◆ What this task involves
Continue the text about Petit Pli's expandable children's clothing, picking up after its final sentence.

◆ Given text

Children grow 7 sizes in their first 2 years. This causes a huge amount of waste per child, and contributes to the 30,000 tonnes of household clothing that is thrown away per year. The carbon footprint from producing a children’s jacket is around 10kg of CO2. But, the Waste & Resources Action Programme and the Ellen MacArthur Foundation, have identified that extending the life and use of clothes is one of the most significant opportunities the fashion industry has to reduce carbon emissions, waste generation and water consumption. By extending the life of garments by an extra nine months; carbon, water and waste footprints can be reduced by around 20-30% and cut resource costs by £5 billion.
Aeronautical Engineer Ryan Mario Yasin founded Petit Pli in 2017 while studying at the Royal College of Art and Imperial College London. He had a vision of designing innovative & sustainable garments for children. He drew inspiration from deployable nano-structure satellites he worked on while studying Aeronautical Engineering previously.
Petit Pli reduces waste, costs & pollution in childrenswear. The garments are designed to grow through 7 children sizes through an unfolding mechanism found within the material. The manufacturing, material and longevity of the designs have been rigorously tested to ensure they can last for the amount of time needed. Each piece also features durable ripstop technical weaves, reinforced knee patches and stain repellent finishes.
The material is 100% recycled polyester, and has a mono-fibre construction – allowing them to be easily recycled at the end of their use. Each suit is sustainably made from 12 recycled bottles, and since 2017 they’ve up-cycled approximately 12,841 PET bottles through their manufacturing process. The renewable energy & recycled materials they use have allowed them to reduce ~69 kg of CO2 per set, as they have also partnered with a manufacturer in Portugal that derives 30% of their energy from solar panels.

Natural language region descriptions
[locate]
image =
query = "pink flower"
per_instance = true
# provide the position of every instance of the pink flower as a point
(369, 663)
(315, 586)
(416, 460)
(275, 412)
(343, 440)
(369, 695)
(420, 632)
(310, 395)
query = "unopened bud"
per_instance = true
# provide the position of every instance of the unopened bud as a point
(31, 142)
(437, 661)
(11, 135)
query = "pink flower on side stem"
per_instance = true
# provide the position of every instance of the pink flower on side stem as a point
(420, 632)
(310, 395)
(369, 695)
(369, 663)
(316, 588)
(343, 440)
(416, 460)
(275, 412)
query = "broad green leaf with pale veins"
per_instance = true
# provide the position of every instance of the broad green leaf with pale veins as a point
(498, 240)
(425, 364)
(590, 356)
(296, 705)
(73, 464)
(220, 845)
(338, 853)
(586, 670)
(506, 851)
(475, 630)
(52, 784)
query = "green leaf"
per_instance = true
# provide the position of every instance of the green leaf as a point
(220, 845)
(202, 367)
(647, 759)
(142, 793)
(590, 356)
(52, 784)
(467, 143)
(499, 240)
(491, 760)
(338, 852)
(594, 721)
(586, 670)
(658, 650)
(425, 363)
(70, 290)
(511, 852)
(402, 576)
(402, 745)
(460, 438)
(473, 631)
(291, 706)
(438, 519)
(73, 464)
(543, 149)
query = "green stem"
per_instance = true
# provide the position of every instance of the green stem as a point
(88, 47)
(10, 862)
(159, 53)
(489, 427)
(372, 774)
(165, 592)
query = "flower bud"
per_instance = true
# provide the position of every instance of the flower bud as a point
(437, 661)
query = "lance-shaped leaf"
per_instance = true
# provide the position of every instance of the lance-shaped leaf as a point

◆ Task answer
Petit Pli have now started using their patent-pending technology to create reusable face masks. This comes as a response to the amount of waste generated from PPE, which is causing plastic pollution all over the world. The Beta (MSK) is made from the same recycled materials as their clothing. It also features their pleated structure which allows the mask to snuggly fit around every face. The fastening sits on the neck instead of around the ear for comfort, and the mask can easily be stretched up or down when needed.
In terms of safety, a pocket between the face and neck can be used to insert an extra disposable filter.
While the mask can be machine washed at 30 degrees Celsius. But, it is important to remember that face masks do not prevent the wearer from catching coronavirus. Instead they should be used to catch droplets, thus protecting others around you, and help slow down the rate of transmission.